▶ _Records excerpted from a collection_
*** Block opens ***

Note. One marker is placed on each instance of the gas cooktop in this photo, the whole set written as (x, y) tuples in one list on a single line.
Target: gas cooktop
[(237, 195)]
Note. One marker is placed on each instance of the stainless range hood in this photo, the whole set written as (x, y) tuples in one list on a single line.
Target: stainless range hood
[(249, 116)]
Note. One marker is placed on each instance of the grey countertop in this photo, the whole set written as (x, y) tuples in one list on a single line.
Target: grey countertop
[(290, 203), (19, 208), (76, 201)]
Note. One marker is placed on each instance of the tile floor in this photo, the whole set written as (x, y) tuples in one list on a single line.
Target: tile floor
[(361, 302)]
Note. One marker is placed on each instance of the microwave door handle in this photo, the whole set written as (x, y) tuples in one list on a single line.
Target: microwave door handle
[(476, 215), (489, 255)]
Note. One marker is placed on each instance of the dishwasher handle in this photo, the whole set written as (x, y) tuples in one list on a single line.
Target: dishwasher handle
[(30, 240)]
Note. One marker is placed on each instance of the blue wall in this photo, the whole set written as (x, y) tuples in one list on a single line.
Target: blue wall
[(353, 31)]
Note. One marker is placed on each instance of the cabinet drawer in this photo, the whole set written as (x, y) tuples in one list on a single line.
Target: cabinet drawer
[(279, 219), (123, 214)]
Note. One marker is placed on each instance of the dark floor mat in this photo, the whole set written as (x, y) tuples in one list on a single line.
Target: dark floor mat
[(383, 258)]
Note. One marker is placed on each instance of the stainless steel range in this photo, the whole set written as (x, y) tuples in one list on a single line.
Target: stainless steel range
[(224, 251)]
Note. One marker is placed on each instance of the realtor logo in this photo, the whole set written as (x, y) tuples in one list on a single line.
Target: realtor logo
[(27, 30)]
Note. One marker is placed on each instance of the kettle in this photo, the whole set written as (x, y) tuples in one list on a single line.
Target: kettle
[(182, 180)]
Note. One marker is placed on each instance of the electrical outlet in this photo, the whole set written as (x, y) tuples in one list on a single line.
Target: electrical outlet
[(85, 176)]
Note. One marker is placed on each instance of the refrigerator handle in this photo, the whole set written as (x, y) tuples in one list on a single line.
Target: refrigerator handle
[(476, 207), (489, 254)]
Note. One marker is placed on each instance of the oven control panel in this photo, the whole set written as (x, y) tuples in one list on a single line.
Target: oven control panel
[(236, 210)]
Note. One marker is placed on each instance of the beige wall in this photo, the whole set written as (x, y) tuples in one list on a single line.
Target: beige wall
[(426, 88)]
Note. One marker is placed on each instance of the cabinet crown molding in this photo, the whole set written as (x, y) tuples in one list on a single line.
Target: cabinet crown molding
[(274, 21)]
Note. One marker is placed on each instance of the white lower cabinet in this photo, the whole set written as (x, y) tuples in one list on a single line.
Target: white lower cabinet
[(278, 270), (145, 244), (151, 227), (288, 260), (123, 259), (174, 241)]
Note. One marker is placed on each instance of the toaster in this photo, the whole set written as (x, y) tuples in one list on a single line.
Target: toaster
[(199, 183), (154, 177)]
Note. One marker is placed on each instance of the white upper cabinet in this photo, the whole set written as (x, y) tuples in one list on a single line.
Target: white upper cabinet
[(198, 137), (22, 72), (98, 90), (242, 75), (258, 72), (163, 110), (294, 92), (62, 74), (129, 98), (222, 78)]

*** Block closes ***

▶ _WHAT THIS TASK INVOLVES_
Exactly and without omission, set down every entry.

▶ _TASK RESULT_
Note. One marker is placed on each instance of the gas cooktop in this photo, the whole set written as (x, y) tuples in one list on a single line.
Target: gas cooktop
[(237, 195)]
Note. One marker is placed on each instance of the stainless range hood in this photo, the whole set written as (x, y) tuples in one list on a single line.
Target: stainless range hood
[(249, 116)]
Note. One marker is placed on each instance of the grey countertop in this photo, the whole set written as (x, y) tuples in one list on a single line.
Target: grey countertop
[(290, 203), (19, 208), (76, 201)]
Note. One marker is placed on each instance of the tile floor in this photo, the whole set written as (x, y) tuples in one list on a single line.
Target: tile floor
[(361, 302)]
Note. One marker is placed on each instance of the microwave door handle in this photo, the whole set written as (x, y) tuples in one list on a single line.
Target: microwave door handle
[(476, 215), (489, 255)]
Note. One marker is placed on each instance of the dishwasher handle in this photo, the whole set written as (x, y) tuples in one list on a single line.
Target: dishwasher handle
[(30, 240)]
Note. One marker is placed on each instance of the blue wall in this photo, the whole set written as (x, y) tuples in one list on a single line.
Target: blue wall
[(353, 31)]
Note. One marker is placed on each instance of the cabinet drawer in this photo, the whole set written as (x, y) tuples in one list on a single line.
Target: cabinet drawer
[(279, 219), (123, 214)]
Note. One marker is placed on each instance of the dark floor mat in this photo, the whole set written as (x, y) tuples in one list on a single line.
Target: dark floor mat
[(383, 258)]
Note. One marker is placed on each instance of the stainless steel range in this photo, the whole set written as (x, y) tuples in one list on a single line.
Target: stainless steel range
[(224, 251)]
Note. One marker is placed on each instance of the realtor logo in this photo, the whole set written as (x, y) tuples in one list on a single line.
Target: realtor logo
[(27, 30)]
Note. One marker is placed on each instance of the kettle in this photo, the whole set written as (x, y) tuples in one list on a single line.
Target: kettle
[(182, 180)]
Note. One marker is placed on each instance of the electrical outlet in this photo, the whole set written as (x, y) tuples in one list on a single line.
Target: electrical outlet
[(85, 176)]
Note. One marker is placed on each instance of the refrigerator handle in this photo, the whole set written as (x, y) tuples in one list on a single line.
Target: refrigerator handle
[(476, 207), (489, 254)]
Note. One marker is placed on each instance of the oven control panel in this photo, the whole set written as (x, y) tuples in one list on a single line.
Target: oven control panel
[(236, 210)]
Note. One marker is placed on each instance of the beige wall in this photo, the whole set written as (x, y) tuples in one list on a single line.
Target: beige wall
[(426, 88)]
Note. One marker is placed on each instance of the cabinet crown molding in this photo, the whole set written as (x, y) tuples in one list on a single line.
Target: cabinet crown molding
[(274, 21)]
Note. One marker is placed on each instance of the white lower cabinet in this photo, the whole set written as (x, y) tuples in one list on a single line.
Target: white lower cabinet
[(278, 270), (145, 244), (151, 227), (288, 260), (123, 259), (174, 241)]
Note. One marker is placed on each instance of the toaster in this photo, the whole set written as (x, y) tuples in one list on a single line.
Target: toaster
[(199, 183), (154, 177)]
Note. One marker is placed on each instance of the white upper cabinet in this photo, the whole set written as (x, y) tuples in one list on a single line.
Target: white upper cabinet
[(198, 137), (22, 72), (98, 90), (242, 75), (258, 72), (163, 110), (294, 92), (62, 74), (129, 98), (222, 78)]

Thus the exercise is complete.